== Document text

[ale] Sendmail latency
Ryan Fish
FishR at bellsouth.net
Tue Jan 25 09:01:24 EST 2005
> On Tue, 2005-01-25 at 00:59 -0500, Ryan Fish wrote:
> > - The mail server is the only one experiencing the following issue with
the
> > 'host' cmd:
> >
> > [root at mailserver mail]# host app01
> > app01.clientdomain.com has address 192.168.3.0
> > [root at mailserver mail]# host app02
> > app02.clientdomain.com has address 192.168.3.0
> > [root at mailserver mail]# host app101
> > app101.clientdomain.com has address 192.168.3.220 (correct)
> > [root at mailserver mail]# host app102
> > app102.clientdomain.com has address 192.168.3.0
> > [root at mailserver mail]# host mailserver
> > mailserver.clientdomain has address XX.XXX.XXX.199 (the correct IP
address)

====
== Data shown

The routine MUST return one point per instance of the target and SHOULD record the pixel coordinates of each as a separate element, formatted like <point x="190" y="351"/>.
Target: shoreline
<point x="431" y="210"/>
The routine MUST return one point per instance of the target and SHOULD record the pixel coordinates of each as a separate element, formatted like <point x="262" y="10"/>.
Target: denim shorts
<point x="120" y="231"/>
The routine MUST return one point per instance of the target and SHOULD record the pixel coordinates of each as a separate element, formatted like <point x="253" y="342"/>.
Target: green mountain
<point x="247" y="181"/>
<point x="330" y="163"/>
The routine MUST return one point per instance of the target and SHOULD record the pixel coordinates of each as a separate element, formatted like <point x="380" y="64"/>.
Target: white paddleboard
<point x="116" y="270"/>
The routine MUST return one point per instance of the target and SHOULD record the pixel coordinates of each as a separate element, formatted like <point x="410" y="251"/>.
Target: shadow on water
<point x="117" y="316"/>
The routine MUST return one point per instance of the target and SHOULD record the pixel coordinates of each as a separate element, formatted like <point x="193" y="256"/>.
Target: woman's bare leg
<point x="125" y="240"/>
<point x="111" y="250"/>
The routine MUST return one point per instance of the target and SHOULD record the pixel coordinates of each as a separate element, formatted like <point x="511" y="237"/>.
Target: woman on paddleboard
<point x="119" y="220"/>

====
== Data shown

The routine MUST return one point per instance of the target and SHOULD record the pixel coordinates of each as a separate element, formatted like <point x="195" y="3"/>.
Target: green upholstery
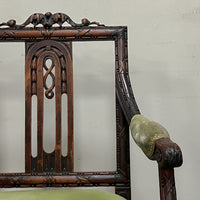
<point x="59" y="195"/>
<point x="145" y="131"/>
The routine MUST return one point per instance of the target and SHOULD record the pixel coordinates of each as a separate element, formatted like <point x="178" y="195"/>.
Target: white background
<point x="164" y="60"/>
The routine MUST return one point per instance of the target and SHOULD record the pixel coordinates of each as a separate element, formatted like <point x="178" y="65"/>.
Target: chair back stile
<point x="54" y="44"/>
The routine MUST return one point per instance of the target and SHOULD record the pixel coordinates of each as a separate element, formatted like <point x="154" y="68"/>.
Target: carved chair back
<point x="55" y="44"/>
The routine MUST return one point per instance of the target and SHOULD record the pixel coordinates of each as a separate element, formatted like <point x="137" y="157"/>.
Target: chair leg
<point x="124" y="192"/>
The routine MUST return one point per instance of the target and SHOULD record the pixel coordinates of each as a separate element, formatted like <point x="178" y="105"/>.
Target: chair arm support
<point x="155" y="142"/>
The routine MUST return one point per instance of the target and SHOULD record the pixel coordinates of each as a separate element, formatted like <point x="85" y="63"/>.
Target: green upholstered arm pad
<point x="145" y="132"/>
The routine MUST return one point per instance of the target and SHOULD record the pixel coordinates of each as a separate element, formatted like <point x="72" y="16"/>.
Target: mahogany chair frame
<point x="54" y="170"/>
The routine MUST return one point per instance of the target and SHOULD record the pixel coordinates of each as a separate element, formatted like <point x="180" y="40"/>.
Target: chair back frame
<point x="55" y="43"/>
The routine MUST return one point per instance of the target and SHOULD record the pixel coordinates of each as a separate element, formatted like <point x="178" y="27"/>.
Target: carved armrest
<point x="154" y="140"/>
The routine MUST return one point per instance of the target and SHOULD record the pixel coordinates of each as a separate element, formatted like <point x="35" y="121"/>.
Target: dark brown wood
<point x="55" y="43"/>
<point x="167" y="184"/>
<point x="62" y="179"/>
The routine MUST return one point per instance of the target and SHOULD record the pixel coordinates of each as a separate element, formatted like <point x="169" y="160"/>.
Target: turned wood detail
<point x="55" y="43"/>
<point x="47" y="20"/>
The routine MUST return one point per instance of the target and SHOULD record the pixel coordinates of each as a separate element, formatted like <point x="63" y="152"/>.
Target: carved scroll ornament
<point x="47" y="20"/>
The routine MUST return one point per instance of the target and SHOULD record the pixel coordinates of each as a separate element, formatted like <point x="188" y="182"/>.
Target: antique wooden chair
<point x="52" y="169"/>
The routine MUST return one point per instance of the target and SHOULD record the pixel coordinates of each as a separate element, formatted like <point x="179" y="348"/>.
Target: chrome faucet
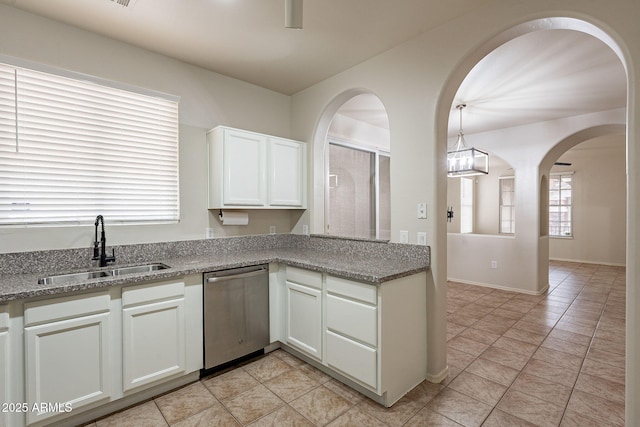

====
== Data shown

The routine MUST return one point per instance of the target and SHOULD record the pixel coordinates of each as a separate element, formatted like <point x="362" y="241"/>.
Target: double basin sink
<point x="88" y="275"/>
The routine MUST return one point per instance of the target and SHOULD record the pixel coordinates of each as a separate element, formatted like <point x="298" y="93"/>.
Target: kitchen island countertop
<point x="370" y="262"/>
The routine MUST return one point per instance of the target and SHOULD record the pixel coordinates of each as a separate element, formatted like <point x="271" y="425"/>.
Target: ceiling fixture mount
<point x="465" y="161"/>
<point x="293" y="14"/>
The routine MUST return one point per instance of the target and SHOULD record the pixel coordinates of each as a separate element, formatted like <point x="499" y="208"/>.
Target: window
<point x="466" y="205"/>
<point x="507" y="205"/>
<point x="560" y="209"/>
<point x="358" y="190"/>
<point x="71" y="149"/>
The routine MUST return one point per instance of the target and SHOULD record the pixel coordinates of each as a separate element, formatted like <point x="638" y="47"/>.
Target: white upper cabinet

====

• **The tasks**:
1. In the post on sendmail latency, what address does the host command return for app101?
2. Gather every line of the records that contains the string "green". Case counts.
The post and the records were taken from separate, unrelated sources.

• **Written responses**:
1. It returns 192.168.3.220, which the post marks as correct.

2.
Target: green mountain
Target: green upholstery
Target: green upholstered arm pad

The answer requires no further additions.